Excerpts of bounding box data:
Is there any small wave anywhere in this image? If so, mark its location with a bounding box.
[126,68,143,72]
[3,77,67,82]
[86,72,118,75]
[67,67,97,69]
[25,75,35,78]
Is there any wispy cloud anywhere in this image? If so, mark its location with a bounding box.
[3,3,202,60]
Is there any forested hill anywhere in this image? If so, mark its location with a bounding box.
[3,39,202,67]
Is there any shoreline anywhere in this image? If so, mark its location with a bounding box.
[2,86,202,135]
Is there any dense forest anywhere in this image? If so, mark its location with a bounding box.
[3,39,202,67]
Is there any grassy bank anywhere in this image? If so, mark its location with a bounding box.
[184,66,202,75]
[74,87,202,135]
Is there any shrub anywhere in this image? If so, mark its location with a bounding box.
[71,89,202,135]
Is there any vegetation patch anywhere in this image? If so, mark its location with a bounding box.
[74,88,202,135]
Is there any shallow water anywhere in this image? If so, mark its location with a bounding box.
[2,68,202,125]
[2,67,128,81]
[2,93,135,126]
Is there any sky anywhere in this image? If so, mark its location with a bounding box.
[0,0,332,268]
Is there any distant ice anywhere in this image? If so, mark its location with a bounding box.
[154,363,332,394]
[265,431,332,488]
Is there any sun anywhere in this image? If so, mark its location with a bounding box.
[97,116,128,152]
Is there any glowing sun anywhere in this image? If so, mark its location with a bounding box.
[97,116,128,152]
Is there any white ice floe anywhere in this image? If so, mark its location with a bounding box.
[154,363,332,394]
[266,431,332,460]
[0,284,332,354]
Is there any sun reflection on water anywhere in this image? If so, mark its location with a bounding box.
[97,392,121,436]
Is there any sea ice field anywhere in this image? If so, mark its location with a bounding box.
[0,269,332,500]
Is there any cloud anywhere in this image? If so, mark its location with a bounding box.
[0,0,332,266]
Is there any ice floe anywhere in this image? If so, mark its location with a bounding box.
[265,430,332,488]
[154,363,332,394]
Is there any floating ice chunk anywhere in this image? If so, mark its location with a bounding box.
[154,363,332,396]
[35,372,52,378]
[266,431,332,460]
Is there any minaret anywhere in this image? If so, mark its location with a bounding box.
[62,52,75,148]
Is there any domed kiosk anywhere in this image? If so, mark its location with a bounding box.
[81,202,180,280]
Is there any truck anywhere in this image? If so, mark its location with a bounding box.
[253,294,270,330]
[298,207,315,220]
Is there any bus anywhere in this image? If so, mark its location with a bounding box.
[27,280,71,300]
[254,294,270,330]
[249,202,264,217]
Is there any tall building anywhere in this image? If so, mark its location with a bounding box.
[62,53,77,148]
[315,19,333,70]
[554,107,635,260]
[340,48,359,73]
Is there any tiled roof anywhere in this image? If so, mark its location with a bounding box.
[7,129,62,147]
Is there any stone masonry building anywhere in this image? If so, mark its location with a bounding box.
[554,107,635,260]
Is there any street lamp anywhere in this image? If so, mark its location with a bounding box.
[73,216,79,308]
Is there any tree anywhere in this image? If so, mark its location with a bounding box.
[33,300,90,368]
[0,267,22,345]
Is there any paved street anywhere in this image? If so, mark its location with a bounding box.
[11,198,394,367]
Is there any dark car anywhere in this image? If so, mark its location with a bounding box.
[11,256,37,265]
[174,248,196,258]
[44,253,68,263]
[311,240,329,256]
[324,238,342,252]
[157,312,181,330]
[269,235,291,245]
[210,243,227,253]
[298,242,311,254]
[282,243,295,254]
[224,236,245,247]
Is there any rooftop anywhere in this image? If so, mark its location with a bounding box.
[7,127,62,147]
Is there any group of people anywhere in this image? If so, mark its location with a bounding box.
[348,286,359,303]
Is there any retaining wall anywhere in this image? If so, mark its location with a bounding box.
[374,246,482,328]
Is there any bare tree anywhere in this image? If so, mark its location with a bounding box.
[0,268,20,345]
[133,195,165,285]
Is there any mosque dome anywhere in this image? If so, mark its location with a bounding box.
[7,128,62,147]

*Stated task*
From the rows above, pick out each line that contains the word "floe" and copy those lines.

*Completed exercise*
Is there any white ice floe anywhere in this image? If so, mark its location with a bounding box.
Is there any ice floe anywhere in this image? If so, mark its location with a bounding box.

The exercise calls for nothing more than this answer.